We print the alignments that we would end up with if we drop rows that are not in the ground truth in three cases:

1) only the first column is in the ground truth

2) Either the first either the second column is in the ground truth

3) Both of the columns are in the ground truth

The number of alignments considered by the author's approach is 60734.

In [67]:
print("# alignments where only DB1 appears in gold_standard: {}".format(
    len(eqv_i_df.loc[eqv_i_df['DB1'].isin(test_links_df['DB1'])])))
print("# alignments where either DB1 either DB2 appear in gold_standard: {}".format(
    len(eqv_i_df.loc[eqv_i_df['DB1'].isin(test_links_df['DB1']) | eqv_i_df['DB2'].isin(test_links_df['DB2'])])))
print("# alignments where both DB1 and DB2 appear in gold_standard: {}".format(
    len(eqv_i_df.loc[eqv_i_df['DB1'].isin(test_links_df['DB1']) & eqv_i_df['DB2'].isin(test_links_df['DB2'])])))

# alignments where only DB1 appears in gold_standard: 60734
# alignments where either DB1 either DB2 appear in gold_standard: 60980
# alignments where both DB1 and DB2 appear in gold_standard: 60503


In [68]:
print("# alignments where only DB1 appears in gold_standard: {}".format(
    len(eqv_i_full_df.loc[eqv_i_full_df['DB1'].isin(test_links_df['DB1'])])))
print("# alignments where either DB1 either DB2 appear in gold_standard: {}".format(
    len(eqv_i_full_df.loc[eqv_i_full_df['DB1'].isin(test_links_df['DB1']) | eqv_i_full_df['DB2'].isin(test_links_df['DB2'])])))
print("# alignments where both DB1 and DB2 appear in gold_standard: {}".format(
    len(eqv_i_full_df.loc[eqv_i_full_df['DB1'].isin(test_links_df['DB1']) & eqv_i_full_df['DB2'].isin(test_links_df['DB2'])])))

# alignments where only DB1 appears in gold_standard: 67834
# alignments where either DB1 either DB2 appear in gold_standard: 70002
# alignments where both DB1 and DB2 appear in gold_standard: 65602


Hence we may conclude that they keep only alignments for which the first column is contained in the ground truth. This does not seem correct: the two columns are pretty much symmetric, so there is no reason why pivoting results based only on the first column.

Additional note which may be a useful observation: number of alignments oputputted by PARIS varies from execution to execution: this should not be surprising, since the execution is randomized and hence may vary a little by execution to execution. This could be easily fixed by setting a constant seed for the PARIS algorithm to run with, but for now it should not make any difference.

## Counting the duplicates in `_full` for the first column and the second.

Maybe the asymmetry while computing the set of alignments for the author's approach is the reason of why it performs so poorly on `_full`. 
In order to analyze it deeper, we perform the same set of actions that they do for the `_full` dataset, and see if the result contains duplicates in the second column (an event which is totally avoided using the not-full dataset, which already performs some kind of selection (which one?))

> _Given task 1_: According to the excerpt, how many alignments does the author's approach consider?
The excerpt and the entries that follow it have no connection to each other.

> _Dataset records_:
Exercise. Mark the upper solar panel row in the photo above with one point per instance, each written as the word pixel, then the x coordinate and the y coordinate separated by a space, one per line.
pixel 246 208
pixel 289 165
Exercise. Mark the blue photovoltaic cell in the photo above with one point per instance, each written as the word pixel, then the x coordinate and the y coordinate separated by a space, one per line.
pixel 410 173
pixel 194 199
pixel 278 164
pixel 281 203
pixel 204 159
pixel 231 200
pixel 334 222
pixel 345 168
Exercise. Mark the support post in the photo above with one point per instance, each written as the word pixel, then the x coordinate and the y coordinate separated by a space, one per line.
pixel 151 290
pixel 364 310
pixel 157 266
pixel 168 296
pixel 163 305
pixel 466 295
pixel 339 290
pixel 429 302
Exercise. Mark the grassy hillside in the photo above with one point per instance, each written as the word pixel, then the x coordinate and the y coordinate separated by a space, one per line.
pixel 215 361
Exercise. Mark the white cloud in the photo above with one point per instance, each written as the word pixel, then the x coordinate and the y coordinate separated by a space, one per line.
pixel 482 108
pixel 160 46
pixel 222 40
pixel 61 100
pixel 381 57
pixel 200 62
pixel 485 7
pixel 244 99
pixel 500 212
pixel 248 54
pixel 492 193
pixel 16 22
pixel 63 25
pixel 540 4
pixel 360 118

> _Given task 2_: Return, unchanged, the lines of the entries from the very first one up to and including the line containing "pixel 289 165".

> _Task solution 1_: 60734

> _Task solution 2_:
Exercise. Mark the upper solar panel row in the photo above with one point per instance, each written as the word pixel, then the x coordinate and the y coordinate separated by a space, one per line.
pixel 246 208
pixel 289 165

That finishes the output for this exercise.